▶ CONSIGNES À SUIVRE:
a – Réécrivez le passage du discours sur La Poste qui commence par « La transformation de » et se termine par « au changement de statut. », en remplaçant « société anonyme » par « société par actions ».
b – Selon le discours sur La Poste, combien de votants ont pris part à la votation citoyenne de début octobre ?
c – Prolongez, s'il vous plaît, le discours sur La Poste en reprenant juste après sa dernière phrase.

▶ TEXTE PRÉSENTÉ:
★ ★ ★ ★

Monsieur le président, monsieur le ministre, monsieur le rapporteur, monsieur le président de la commission, mes chers collègues, début octobre, du plus petit village au quartier populaire, dans tout le pays, la participation à la votation citoyenne sur l’avenir de La Poste a été massive.
C’est ainsi que 2,3 millions de votants ont exprimé leur attachement au plus ancien et au plus emblématique de nos services publics, et signifié leur refus d’un changement de statut.
L’ampleur de cette mobilisation, d’ailleurs confortée par toutes les enquêtes d’opinion, qui traduisent une opposition résolue à toute privatisation, exigerait que le Gouvernement retire son projet ou, sur un sujet aussi décisif, organise un référendum.
Les Français devraient pouvoir s’exprimer sur l’un des piliers essentiels de la République. La Poste appartient à la nation, c’est à la nation de décider.
Le Président de la République et le Gouvernement s’y refusent pourtant, probablement par crainte de la réponse que le peuple apporterait.
Dès lors, on comprend mieux l’empressement de ce gouvernement à utiliser la procédure accélérée, alors qu’il n’y a manifestement pas d’urgence.
Si l’opposition à ce projet de loi est si forte dans le pays, c’est bien que le changement de statut n’est pas la solution pour assurer l’avenir de La Poste, et que nos concitoyens perçoivent parfaitement les conséquences désastreuses qui vont en découler.
La transformation de La Poste en société anonyme n’est justifiée par aucune nécessité économique ou structurelle. Et, comme vous le savez, pas même la directive européenne du 20 février 2008, de libéralisation totale des activités postales, n’oblige au changement de statut.
La seule justification du changement de statut est en réalité de préparer une future privatisation.
Ce projet de loi vient en effet parachever le travail de démantèlement mis sur les rails par la loi de régularisation postale de mai 2005, qui a ouvert la porte à une dégradation sans précédent du service postal.
Aujourd’hui, vous voulez faire sauter le verrou du statut d’entreprise publique de La Poste, symbole du service public à la française. Oui, faire sauter ce verrou pour pouvoir ouvrir le capital de La Poste lors de l’examen d’un texte de loi ultérieur. Le changement de statut, c’est le chemin inéluctable vers la privatisation, l’avènement des déserts postaux et la disparition du service public.

★ ★ ★ ★

▶ LISTING DES DONNÉES:
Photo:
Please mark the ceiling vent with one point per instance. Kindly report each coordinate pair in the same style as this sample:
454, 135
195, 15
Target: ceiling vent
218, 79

★ ★ ★ ★

▶ RÉPONSES PAR TÂCHE:
a –
La transformation de La Poste en société par actions n’est justifiée par aucune nécessité économique ou structurelle. Et, comme vous le savez, pas même la directive européenne du 20 février 2008, de libéralisation totale des activités postales, n’oblige au changement de statut.

b – 2,3 millions de votants.

c –
La société anonyme est en quelque sorte le premier des deux étages de la fusée : la privatisation interviendra plus tard, mais elle n’en sera pas moins réelle, parce que ce qu’une loi met en place peut être défait par une autre loi.
Personne n’a oublié le sort de France Télécom ou celui de GDF, ni les propos définitifs de M. Sarkozy, alors ministre de l’économie et des finances, en avril 2004. Je cite : « Qu’est ce qui nous garantit que la loi ne permettra pas de privatiser EDF-GDF plus tard ? Eh bien, la parole de l’Etat : il n’y aura pas de privatisation parce que EDF et GDF sont un service public ».
Ou encore, et je cite toujours : « C’est clair, c’est simple, c’est net, il n’y aura pas de privatisation de GDF ».
Le Gouvernement emploie aujourd’hui les mêmes mots, et en rajoute même. « Imprivatisable », dites-vous, monsieur le ministre, car La Poste est un « service public national », référence au neuvième alinéa du préambule de la Constitution de 1946, qui dispose que « tout bien, toute entreprise dont l’exploitation a ou acquiert les caractères d’un service public national ou d’un monopole de fait doit devenir la propriété de la collectivité ».
Mais, vous le savez bien, cela ne change rien car la jurisprudence visée, celle du Conseil constitutionnel dans sa décision de novembre 2006, n’a pas empêché la privatisation de GDF.
Non, les promesses et discours n’y changeront rien. La réalité est que le projet de loi vide le service public national de sa substance, avec le changement de statut mais aussi avec le titre II du projet de loi, qui transpose la directive de février 2008 et met en œuvre l’ouverture totale à la concurrence.
Les effets de cette libéralisation totale seront désastreux, à l’instar des conséquences, que nous mesurons déjà, des directives du 15 décembre 1997 et du 10 juin 2002. Les exemples ne manquent pas en Europe, comme en Allemagne, en Suède et en Espagne, ainsi que l’a brillamment souligné hier mon collègue Daniel Paul.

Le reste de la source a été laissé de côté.